BRIEF: The answer must be an exact copy of every entry.
======== EXERCISE MATERIALS ========
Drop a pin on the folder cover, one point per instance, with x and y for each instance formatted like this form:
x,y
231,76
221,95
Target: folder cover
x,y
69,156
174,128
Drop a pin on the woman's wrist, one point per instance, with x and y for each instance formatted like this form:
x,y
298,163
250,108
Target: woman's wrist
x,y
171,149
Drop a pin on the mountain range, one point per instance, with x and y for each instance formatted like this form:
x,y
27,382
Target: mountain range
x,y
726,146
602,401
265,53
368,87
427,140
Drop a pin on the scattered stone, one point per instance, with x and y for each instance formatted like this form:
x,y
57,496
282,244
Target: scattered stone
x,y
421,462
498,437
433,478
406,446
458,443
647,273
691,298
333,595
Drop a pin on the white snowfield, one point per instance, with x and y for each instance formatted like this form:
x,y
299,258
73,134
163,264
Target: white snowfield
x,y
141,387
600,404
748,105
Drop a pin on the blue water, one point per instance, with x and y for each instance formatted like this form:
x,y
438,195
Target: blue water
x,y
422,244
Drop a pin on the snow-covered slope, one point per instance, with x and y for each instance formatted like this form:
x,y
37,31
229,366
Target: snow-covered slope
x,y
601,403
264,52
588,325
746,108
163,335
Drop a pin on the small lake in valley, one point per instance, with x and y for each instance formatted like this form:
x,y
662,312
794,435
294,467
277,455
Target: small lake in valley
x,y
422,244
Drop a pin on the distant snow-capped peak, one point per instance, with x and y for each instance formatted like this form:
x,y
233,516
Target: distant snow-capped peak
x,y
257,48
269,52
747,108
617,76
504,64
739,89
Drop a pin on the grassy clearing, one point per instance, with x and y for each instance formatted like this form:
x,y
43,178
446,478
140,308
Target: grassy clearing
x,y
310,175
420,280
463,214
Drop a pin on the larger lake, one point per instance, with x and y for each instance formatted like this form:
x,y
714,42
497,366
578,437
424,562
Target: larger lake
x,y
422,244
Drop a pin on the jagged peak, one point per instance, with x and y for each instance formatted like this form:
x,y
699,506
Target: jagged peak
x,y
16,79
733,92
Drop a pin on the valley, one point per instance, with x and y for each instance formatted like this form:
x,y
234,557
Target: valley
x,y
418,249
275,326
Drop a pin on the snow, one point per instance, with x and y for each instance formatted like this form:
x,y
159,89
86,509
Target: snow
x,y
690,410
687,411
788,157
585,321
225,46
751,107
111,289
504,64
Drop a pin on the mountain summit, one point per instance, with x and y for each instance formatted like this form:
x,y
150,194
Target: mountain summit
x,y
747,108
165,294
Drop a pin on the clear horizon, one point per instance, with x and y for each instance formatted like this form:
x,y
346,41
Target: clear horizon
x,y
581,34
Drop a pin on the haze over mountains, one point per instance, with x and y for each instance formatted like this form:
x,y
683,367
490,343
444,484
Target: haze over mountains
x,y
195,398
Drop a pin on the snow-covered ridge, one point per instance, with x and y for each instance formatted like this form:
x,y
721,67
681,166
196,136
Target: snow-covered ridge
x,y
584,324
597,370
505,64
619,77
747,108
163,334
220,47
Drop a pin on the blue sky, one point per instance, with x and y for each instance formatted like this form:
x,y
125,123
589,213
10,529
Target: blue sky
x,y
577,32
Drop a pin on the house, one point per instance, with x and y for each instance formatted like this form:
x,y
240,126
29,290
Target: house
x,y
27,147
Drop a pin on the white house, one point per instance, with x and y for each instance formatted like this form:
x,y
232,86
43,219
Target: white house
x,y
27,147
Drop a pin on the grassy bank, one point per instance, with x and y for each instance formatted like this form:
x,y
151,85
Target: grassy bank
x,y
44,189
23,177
========
ANSWER SPACE:
Drop a pin on the folder cover, one point per instance, with x and y for each instance formatted like this form:
x,y
231,76
221,95
Target: folder cover
x,y
69,156
174,128
Drop a pin on the woman's wrist, one point per instance, with x and y for each instance formatted like this form:
x,y
298,163
250,108
Target: woman's wrist
x,y
171,149
Drop a pin on the mountain range, one point per instance, with x and y for each instance formatted like this form:
x,y
27,382
Target: mountain range
x,y
726,146
602,401
265,53
368,87
427,140
Drop a pin on the scattered stone, one point per instance, with x and y for each instance formatted like this form:
x,y
57,496
282,244
Target: scattered stone
x,y
421,462
498,437
433,478
406,446
458,443
647,273
691,298
333,595
Drop a pin on the white snowfield, one point per instance, with x and y for each instance formatted like this form:
x,y
299,258
73,134
163,264
Target: white snowfield
x,y
141,387
600,404
748,105
Drop a pin on the blue water, one point per instance, with x and y for each instance formatted like this form:
x,y
438,195
Target: blue water
x,y
422,244
Drop a pin on the snow-covered slope, one point per instance, with x and y for each instance formatted like this form:
x,y
37,31
229,366
Target: snow-covered slope
x,y
601,403
264,52
588,325
746,108
163,335
Drop a pin on the small lake in valley, one point per instance, with x and y for each instance formatted like this form:
x,y
662,312
794,435
294,467
277,455
Target: small lake in valley
x,y
422,244
Drop a pin on the distant snow-capped peak, one point per instance, with x and y for each instance formatted like this form:
x,y
233,516
Target: distant snow-capped peak
x,y
257,48
269,52
747,108
617,76
504,64
739,89
Drop a pin on the grassy clearing, one point per instance, with x and y for each instance formatted like this form:
x,y
43,178
446,478
140,308
Target: grassy clearing
x,y
310,175
420,280
463,214
Drop a pin on the larger lake, one point per instance, with x and y for each instance formatted like this form:
x,y
714,42
497,366
578,437
424,562
Target: larger lake
x,y
422,244
Drop a pin on the jagged peak, one point per instance, with x and y for each instance formatted like this form:
x,y
699,506
Target: jagged peak
x,y
16,79
733,92
Drop a pin on the valley, one point per instance, with x and y for each instance formatted like this form:
x,y
234,557
Target: valley
x,y
418,249
275,326
Drop a pin on the snow, one point per instance, with x and y for each instance formatted like this form:
x,y
159,89
86,509
Target: snow
x,y
690,410
687,411
788,157
585,321
225,46
751,107
111,289
504,64
Drop a pin on the mountain summit, one point per instance, with x and y for each instance formatted like this form:
x,y
150,194
Target: mountain summit
x,y
747,108
165,294
Drop a pin on the clear horizon, one point per instance, with x and y for each instance formatted like this form:
x,y
346,41
Target: clear horizon
x,y
581,34
Drop a pin on the haze over mountains, one point per instance, with x and y for each instance formatted like this form:
x,y
683,367
490,343
444,484
Target: haze over mountains
x,y
195,398
Drop a pin on the snow-covered ridge, one point per instance, with x and y for each instance formatted like this form:
x,y
721,67
681,166
196,136
Target: snow-covered ridge
x,y
584,324
597,370
505,64
619,77
747,108
163,334
220,47
Drop a pin on the blue sky, one point per instance, with x and y for each instance formatted like this form:
x,y
125,123
589,213
10,529
Target: blue sky
x,y
577,32
Drop a pin on the house, one point per instance, with x and y for each instance formatted like this form:
x,y
240,126
29,290
Target: house
x,y
27,147
Drop a pin on the white house, one point per instance, with x and y for each instance formatted like this form:
x,y
232,86
43,219
Target: white house
x,y
27,147
Drop a pin on the grassy bank, one point per instance, with x and y for each instance formatted like this form:
x,y
151,85
Target: grassy bank
x,y
44,189
23,177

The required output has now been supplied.